■ What you should do:
Lay out every line of the entries below as a Markdown table with the columns Row and Line, numbering the rows and leaving out blank lines.

---------- Task inputs

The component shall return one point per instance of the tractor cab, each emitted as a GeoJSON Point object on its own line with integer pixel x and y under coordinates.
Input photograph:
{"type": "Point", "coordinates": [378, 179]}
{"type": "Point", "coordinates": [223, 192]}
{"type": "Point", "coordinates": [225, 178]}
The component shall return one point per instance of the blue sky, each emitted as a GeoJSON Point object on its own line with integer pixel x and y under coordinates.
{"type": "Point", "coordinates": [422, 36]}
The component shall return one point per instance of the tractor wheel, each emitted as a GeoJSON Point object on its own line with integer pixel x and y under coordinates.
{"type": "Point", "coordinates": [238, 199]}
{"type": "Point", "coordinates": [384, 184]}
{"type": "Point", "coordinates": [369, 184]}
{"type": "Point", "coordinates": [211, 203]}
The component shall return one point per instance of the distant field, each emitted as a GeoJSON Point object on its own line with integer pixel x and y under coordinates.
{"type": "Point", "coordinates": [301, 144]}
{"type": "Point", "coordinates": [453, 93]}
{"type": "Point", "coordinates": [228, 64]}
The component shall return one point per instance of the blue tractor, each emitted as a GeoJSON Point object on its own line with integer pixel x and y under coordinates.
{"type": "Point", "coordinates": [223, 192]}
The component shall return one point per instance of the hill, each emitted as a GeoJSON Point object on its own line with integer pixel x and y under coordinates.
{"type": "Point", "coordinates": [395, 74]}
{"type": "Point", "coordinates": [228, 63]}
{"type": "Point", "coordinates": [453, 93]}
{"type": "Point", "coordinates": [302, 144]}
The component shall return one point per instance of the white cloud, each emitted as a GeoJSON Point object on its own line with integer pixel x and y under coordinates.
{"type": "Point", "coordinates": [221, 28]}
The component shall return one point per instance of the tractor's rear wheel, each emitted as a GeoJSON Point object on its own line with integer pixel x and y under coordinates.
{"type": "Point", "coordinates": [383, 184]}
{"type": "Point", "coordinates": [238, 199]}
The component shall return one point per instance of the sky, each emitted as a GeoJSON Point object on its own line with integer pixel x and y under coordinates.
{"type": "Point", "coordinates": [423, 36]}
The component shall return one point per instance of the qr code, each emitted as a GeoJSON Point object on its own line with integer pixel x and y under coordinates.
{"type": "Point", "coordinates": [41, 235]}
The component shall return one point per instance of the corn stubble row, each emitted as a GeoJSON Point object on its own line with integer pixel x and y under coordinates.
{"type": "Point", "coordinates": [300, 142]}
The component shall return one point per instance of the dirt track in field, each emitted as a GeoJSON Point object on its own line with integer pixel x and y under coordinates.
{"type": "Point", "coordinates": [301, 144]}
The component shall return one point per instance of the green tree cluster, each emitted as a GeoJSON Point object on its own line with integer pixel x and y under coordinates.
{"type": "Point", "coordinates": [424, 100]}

--------------------

■ Answer below:
| Row | Line |
|---|---|
| 1 | The component shall return one point per instance of the tractor cab, each emitted as a GeoJSON Point object on its own line with integer pixel x and y under coordinates. |
| 2 | Input photograph: |
| 3 | {"type": "Point", "coordinates": [378, 179]} |
| 4 | {"type": "Point", "coordinates": [223, 192]} |
| 5 | {"type": "Point", "coordinates": [225, 178]} |
| 6 | The component shall return one point per instance of the blue sky, each emitted as a GeoJSON Point object on its own line with integer pixel x and y under coordinates. |
| 7 | {"type": "Point", "coordinates": [422, 36]} |
| 8 | The component shall return one point per instance of the tractor wheel, each emitted as a GeoJSON Point object on its own line with integer pixel x and y under coordinates. |
| 9 | {"type": "Point", "coordinates": [238, 199]} |
| 10 | {"type": "Point", "coordinates": [384, 184]} |
| 11 | {"type": "Point", "coordinates": [369, 184]} |
| 12 | {"type": "Point", "coordinates": [211, 203]} |
| 13 | The component shall return one point per instance of the distant field, each emitted as a GeoJSON Point object on its own line with integer pixel x and y under coordinates. |
| 14 | {"type": "Point", "coordinates": [301, 144]} |
| 15 | {"type": "Point", "coordinates": [453, 93]} |
| 16 | {"type": "Point", "coordinates": [228, 64]} |
| 17 | The component shall return one point per instance of the blue tractor, each emitted as a GeoJSON Point object on its own line with integer pixel x and y under coordinates. |
| 18 | {"type": "Point", "coordinates": [223, 192]} |
| 19 | The component shall return one point per instance of the hill, each emitted as a GeoJSON Point object on its own line with integer pixel x and y under coordinates. |
| 20 | {"type": "Point", "coordinates": [395, 74]} |
| 21 | {"type": "Point", "coordinates": [228, 63]} |
| 22 | {"type": "Point", "coordinates": [453, 93]} |
| 23 | {"type": "Point", "coordinates": [302, 144]} |
| 24 | The component shall return one point per instance of the white cloud, each emitted as a GeoJSON Point object on its own line with integer pixel x and y under coordinates. |
| 25 | {"type": "Point", "coordinates": [221, 28]} |
| 26 | The component shall return one point per instance of the tractor's rear wheel, each emitted as a GeoJSON Point object on its own line with integer pixel x and y under coordinates. |
| 27 | {"type": "Point", "coordinates": [383, 184]} |
| 28 | {"type": "Point", "coordinates": [238, 199]} |
| 29 | The component shall return one point per instance of the sky, each emitted as a GeoJSON Point object on its own line with integer pixel x and y under coordinates. |
| 30 | {"type": "Point", "coordinates": [423, 36]} |
| 31 | The component shall return one point per instance of the qr code, each emitted as a GeoJSON Point object on its own line with integer pixel x and y under coordinates. |
| 32 | {"type": "Point", "coordinates": [41, 235]} |
| 33 | The component shall return one point per instance of the corn stubble row, each emitted as a GeoJSON Point object on its own line with integer pixel x and y under coordinates. |
| 34 | {"type": "Point", "coordinates": [300, 142]} |
| 35 | The component shall return one point per instance of the dirt track in field, each emitted as a GeoJSON Point object on its own line with integer pixel x and y under coordinates. |
| 36 | {"type": "Point", "coordinates": [301, 144]} |
| 37 | The component shall return one point per instance of the green tree cluster, each emitted as a GeoJSON Point object on its own line with integer pixel x and y under coordinates. |
| 38 | {"type": "Point", "coordinates": [424, 100]} |